PETUNJUK =>
Tolong jawab pertanyaan berikut berdasarkan kutipan tentang nasib PPP di bawah.
(a) Berapa persen akseptabilitas PPP?
(b) PPP berupaya menambah kursinya di parlemen dari berapa menjadi berapa kursi?
(c) Berapa partai politik yang ditetapkan KPU sebagai peserta Pemilu 2024?

Nasib Partai Persatuan Pembangunan (PPP) juga idem ditto dengan PAN. PPP adalah satu-satunya partai yang ada sejak era Orde Baru yang nasibnya tak sebaik PDI-P dan Golkar. Popularitasnya 60,6 persen, tapi akseptabilitasnya hanya 38,4 persen dan pemilih tetapnya hanya 35,7 persen. Lebih menyedihkan lagi, popularitas dan akseptabilitas Ketua Umum PPP Muhammad Mardiono hanya 5,5 persen dan 3 persen.
Upaya PPP untuk meningkatkan jumlah kursi di parlemen dari 19 menjadi 39 kursi bukanlah perkara mudah. Merekrut mantan-mantan jenderal polisi dan pejabat daerah tidaklah cukup tanpa kerja-kerja politik yang keras di lapangan. Jika tidak, PPP akan menjadi partai yang tinggal kenangan.
Jika kita melihat nasib partai di era Reformasi, kesimpulan Kompas bahwa partai-partai di parlemen memiliki modal sosial cukup untuk bisa bertahan di parlemen tak selamanya benar.

Para peserta rapat pleno menyanyikan lagu kebangsaan Indonesia Raya di Kantor KPU, Jakarta Pusat, Rabu (14/12/2022). Komisi Pemilihan Umum (KPU) menetapkan 17 partai politik sebagai peserta Pemilu 2024. Sebanyak sembilan partai merupakan partai parlemen serta delapan sisanya adalah partai baru dan partai non-parlemen.

BAHAN =>

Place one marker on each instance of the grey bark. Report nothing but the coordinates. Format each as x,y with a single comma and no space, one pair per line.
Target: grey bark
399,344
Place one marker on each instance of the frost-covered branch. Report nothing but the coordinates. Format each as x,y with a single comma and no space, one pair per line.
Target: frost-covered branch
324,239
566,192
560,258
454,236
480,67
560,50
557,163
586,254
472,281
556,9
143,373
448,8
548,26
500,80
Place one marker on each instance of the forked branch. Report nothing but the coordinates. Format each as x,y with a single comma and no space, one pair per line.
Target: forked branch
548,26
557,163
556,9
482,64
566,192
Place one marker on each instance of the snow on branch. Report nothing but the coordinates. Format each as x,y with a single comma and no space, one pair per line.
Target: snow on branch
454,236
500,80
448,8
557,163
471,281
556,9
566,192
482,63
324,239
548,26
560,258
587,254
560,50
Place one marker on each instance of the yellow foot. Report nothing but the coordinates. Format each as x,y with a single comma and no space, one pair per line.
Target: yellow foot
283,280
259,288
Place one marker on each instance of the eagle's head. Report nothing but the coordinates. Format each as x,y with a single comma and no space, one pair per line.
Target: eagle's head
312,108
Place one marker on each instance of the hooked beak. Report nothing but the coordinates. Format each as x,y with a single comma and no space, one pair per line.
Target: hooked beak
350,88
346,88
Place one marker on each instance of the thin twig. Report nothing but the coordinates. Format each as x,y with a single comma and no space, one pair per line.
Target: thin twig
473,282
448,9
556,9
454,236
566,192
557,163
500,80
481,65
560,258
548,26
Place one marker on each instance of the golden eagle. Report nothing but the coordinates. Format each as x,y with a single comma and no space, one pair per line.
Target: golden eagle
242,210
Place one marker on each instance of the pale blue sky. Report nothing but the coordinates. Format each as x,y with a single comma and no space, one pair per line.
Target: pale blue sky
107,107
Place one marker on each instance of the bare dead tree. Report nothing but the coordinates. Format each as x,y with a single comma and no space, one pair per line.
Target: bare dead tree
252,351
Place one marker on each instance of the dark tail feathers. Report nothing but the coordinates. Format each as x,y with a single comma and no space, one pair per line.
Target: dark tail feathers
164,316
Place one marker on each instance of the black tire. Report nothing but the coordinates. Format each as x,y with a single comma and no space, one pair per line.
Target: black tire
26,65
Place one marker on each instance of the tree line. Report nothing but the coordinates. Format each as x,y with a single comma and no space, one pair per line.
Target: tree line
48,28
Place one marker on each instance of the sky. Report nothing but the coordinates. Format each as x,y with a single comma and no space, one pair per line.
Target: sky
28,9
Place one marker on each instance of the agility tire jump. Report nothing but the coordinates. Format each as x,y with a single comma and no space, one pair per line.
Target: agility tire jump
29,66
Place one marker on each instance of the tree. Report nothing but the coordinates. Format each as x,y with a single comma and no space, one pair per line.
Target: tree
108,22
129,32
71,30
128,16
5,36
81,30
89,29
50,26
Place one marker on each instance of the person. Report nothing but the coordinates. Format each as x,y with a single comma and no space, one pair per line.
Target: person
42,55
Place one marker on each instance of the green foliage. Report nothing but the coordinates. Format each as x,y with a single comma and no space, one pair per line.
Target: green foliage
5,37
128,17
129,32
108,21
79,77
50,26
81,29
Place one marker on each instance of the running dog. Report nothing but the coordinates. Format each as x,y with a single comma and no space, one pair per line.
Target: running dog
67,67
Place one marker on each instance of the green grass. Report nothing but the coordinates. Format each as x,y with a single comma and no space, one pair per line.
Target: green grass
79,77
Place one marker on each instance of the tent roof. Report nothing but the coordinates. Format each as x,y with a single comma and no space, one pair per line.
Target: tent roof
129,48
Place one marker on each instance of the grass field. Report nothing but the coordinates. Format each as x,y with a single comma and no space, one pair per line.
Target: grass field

JAWABAN =>
(a) 38,4 persen.
(b) Dari 19 menjadi 39 kursi.
(c) 17 partai politik.